YOUR ASSIGNMENT — Below are records that hold pictures; write out only the lines from their start through the line with "Indicate the white ceramic bowl", exactly, and drop the pictures.

DATA EXCERPTS —
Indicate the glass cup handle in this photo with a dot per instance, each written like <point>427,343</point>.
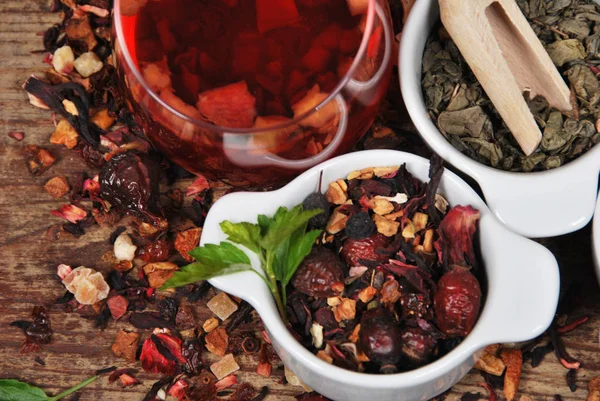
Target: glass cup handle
<point>247,160</point>
<point>358,86</point>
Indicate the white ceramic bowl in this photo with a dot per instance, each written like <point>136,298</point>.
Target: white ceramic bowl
<point>540,204</point>
<point>596,239</point>
<point>521,297</point>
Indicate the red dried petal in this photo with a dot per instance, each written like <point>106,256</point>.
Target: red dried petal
<point>226,382</point>
<point>70,212</point>
<point>456,236</point>
<point>229,106</point>
<point>127,380</point>
<point>153,361</point>
<point>264,369</point>
<point>177,390</point>
<point>173,344</point>
<point>197,186</point>
<point>117,306</point>
<point>18,136</point>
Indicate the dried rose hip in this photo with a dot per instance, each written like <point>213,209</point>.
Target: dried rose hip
<point>417,345</point>
<point>371,248</point>
<point>457,302</point>
<point>320,274</point>
<point>380,336</point>
<point>129,181</point>
<point>317,200</point>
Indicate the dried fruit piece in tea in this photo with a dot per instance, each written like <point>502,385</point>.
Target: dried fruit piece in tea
<point>320,274</point>
<point>125,345</point>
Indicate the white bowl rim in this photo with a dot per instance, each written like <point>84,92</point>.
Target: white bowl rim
<point>471,343</point>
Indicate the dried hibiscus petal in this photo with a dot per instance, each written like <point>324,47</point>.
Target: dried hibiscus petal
<point>456,236</point>
<point>129,181</point>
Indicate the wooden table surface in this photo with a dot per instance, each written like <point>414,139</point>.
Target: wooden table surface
<point>28,260</point>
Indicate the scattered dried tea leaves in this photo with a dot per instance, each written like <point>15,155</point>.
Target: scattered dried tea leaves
<point>224,367</point>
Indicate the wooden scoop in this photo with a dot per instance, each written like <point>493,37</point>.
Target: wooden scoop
<point>508,59</point>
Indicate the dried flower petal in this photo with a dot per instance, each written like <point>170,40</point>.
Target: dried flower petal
<point>123,247</point>
<point>199,185</point>
<point>118,306</point>
<point>224,367</point>
<point>158,273</point>
<point>17,135</point>
<point>217,341</point>
<point>87,284</point>
<point>63,271</point>
<point>186,241</point>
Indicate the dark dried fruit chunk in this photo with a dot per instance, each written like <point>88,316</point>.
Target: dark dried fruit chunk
<point>129,181</point>
<point>456,302</point>
<point>371,248</point>
<point>317,200</point>
<point>417,345</point>
<point>380,336</point>
<point>320,274</point>
<point>157,251</point>
<point>359,226</point>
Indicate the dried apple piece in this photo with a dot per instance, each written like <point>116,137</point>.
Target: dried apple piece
<point>513,359</point>
<point>320,117</point>
<point>222,306</point>
<point>228,106</point>
<point>57,187</point>
<point>64,134</point>
<point>273,141</point>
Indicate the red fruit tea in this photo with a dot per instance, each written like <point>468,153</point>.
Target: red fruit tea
<point>252,64</point>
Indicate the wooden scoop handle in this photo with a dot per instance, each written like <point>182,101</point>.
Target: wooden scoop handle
<point>508,59</point>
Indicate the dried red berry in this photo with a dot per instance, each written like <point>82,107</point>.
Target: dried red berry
<point>456,302</point>
<point>380,336</point>
<point>417,345</point>
<point>319,273</point>
<point>371,248</point>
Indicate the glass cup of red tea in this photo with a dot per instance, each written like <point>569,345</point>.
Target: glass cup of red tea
<point>253,92</point>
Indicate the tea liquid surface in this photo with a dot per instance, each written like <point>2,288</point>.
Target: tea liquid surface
<point>280,48</point>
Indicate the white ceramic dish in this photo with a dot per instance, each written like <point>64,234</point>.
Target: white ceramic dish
<point>540,204</point>
<point>521,297</point>
<point>596,239</point>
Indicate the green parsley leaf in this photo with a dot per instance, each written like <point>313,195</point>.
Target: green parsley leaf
<point>14,390</point>
<point>300,247</point>
<point>246,234</point>
<point>283,225</point>
<point>212,261</point>
<point>219,256</point>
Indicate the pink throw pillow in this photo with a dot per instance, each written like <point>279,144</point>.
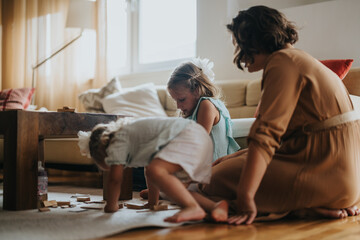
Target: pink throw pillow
<point>15,98</point>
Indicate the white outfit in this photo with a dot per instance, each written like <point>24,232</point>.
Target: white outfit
<point>175,140</point>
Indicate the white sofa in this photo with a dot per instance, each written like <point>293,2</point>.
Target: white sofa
<point>240,96</point>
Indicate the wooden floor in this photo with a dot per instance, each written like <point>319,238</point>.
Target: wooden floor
<point>348,228</point>
<point>343,229</point>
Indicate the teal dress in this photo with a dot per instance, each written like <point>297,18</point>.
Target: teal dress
<point>221,133</point>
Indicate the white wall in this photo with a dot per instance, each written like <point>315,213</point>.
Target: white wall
<point>328,30</point>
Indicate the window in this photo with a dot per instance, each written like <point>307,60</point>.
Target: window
<point>150,35</point>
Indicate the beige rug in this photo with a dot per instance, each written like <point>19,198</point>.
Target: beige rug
<point>73,223</point>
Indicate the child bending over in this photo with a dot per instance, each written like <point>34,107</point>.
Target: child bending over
<point>191,86</point>
<point>172,150</point>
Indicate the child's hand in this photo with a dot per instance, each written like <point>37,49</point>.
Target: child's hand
<point>246,212</point>
<point>219,160</point>
<point>111,208</point>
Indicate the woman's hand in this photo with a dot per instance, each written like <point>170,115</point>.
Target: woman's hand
<point>220,160</point>
<point>246,212</point>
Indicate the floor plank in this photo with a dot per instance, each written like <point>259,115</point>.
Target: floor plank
<point>294,229</point>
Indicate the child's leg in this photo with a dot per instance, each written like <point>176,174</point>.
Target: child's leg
<point>153,192</point>
<point>160,173</point>
<point>218,210</point>
<point>114,187</point>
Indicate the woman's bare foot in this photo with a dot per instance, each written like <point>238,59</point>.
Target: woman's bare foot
<point>220,212</point>
<point>187,214</point>
<point>144,193</point>
<point>353,211</point>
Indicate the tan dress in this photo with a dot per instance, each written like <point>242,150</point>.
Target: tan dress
<point>313,169</point>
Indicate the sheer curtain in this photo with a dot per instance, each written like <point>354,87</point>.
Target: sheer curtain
<point>34,29</point>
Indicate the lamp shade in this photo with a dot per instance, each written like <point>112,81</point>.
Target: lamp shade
<point>81,14</point>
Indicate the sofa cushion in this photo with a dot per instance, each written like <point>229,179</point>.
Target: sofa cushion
<point>233,92</point>
<point>91,99</point>
<point>167,102</point>
<point>139,101</point>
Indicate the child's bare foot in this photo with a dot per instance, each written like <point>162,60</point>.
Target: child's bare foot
<point>144,193</point>
<point>187,214</point>
<point>353,211</point>
<point>220,212</point>
<point>331,213</point>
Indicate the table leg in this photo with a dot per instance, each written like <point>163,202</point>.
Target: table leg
<point>20,161</point>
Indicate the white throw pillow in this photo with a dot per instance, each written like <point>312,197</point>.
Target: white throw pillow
<point>91,99</point>
<point>356,102</point>
<point>139,101</point>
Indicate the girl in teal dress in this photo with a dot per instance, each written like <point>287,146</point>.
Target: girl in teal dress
<point>191,86</point>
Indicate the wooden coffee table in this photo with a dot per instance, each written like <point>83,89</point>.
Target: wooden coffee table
<point>24,132</point>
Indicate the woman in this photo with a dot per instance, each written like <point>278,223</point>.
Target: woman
<point>303,153</point>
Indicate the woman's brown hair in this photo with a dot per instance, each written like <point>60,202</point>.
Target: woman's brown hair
<point>260,29</point>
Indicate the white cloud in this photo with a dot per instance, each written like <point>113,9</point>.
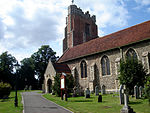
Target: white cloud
<point>27,24</point>
<point>148,10</point>
<point>143,2</point>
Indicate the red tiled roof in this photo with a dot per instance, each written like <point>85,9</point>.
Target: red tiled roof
<point>121,38</point>
<point>61,68</point>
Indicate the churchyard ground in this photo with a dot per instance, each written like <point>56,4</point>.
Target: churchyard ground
<point>7,105</point>
<point>110,104</point>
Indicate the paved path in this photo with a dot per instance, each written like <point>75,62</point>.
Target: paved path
<point>35,103</point>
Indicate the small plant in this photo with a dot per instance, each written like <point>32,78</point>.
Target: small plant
<point>5,89</point>
<point>132,73</point>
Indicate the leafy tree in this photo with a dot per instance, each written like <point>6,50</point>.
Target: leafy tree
<point>132,73</point>
<point>27,73</point>
<point>69,84</point>
<point>41,58</point>
<point>7,62</point>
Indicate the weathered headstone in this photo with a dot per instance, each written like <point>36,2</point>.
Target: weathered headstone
<point>30,87</point>
<point>96,91</point>
<point>121,95</point>
<point>126,108</point>
<point>75,91</point>
<point>100,98</point>
<point>87,93</point>
<point>136,92</point>
<point>140,91</point>
<point>103,90</point>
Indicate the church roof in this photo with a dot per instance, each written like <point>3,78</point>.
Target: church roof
<point>121,38</point>
<point>61,68</point>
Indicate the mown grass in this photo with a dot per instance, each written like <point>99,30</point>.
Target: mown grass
<point>7,105</point>
<point>110,104</point>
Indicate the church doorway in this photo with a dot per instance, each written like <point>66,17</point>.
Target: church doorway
<point>49,86</point>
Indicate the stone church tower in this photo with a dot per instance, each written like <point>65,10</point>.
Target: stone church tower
<point>80,27</point>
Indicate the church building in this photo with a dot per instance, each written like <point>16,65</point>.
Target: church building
<point>93,60</point>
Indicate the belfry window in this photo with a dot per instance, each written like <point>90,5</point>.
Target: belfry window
<point>131,53</point>
<point>105,65</point>
<point>83,69</point>
<point>87,29</point>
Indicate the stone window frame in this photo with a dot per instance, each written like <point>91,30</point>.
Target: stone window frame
<point>87,29</point>
<point>117,64</point>
<point>133,50</point>
<point>146,60</point>
<point>92,69</point>
<point>85,75</point>
<point>107,73</point>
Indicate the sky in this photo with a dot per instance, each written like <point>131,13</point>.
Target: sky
<point>26,25</point>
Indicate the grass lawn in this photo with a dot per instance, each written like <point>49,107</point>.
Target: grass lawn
<point>7,105</point>
<point>110,104</point>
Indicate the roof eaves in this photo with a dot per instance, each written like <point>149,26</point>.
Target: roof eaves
<point>104,50</point>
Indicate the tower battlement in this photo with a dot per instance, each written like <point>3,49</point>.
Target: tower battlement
<point>73,9</point>
<point>80,27</point>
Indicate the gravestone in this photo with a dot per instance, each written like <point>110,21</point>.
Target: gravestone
<point>30,87</point>
<point>121,95</point>
<point>96,91</point>
<point>136,92</point>
<point>140,91</point>
<point>87,93</point>
<point>103,89</point>
<point>100,98</point>
<point>126,108</point>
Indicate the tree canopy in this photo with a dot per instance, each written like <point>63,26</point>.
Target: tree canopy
<point>132,73</point>
<point>7,62</point>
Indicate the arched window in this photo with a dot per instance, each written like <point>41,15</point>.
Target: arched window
<point>105,65</point>
<point>83,69</point>
<point>131,53</point>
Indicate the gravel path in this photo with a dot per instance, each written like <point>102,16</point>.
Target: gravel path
<point>34,103</point>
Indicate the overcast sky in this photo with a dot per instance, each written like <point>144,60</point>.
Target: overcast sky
<point>25,25</point>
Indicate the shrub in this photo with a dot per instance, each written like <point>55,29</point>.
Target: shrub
<point>132,73</point>
<point>69,84</point>
<point>5,89</point>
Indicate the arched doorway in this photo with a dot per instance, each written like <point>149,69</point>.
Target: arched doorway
<point>49,86</point>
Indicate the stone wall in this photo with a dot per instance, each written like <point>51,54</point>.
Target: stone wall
<point>111,82</point>
<point>49,75</point>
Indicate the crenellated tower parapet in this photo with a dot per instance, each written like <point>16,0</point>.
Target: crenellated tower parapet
<point>80,27</point>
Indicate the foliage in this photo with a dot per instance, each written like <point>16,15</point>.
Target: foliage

RESPONSE —
Indicate the glass cup handle in this photo with a dot per instance, each written like <point>427,343</point>.
Target: glass cup handle
<point>247,160</point>
<point>358,86</point>
Indicate the white ceramic bowl in this photo with a dot per instance, each written like <point>136,298</point>.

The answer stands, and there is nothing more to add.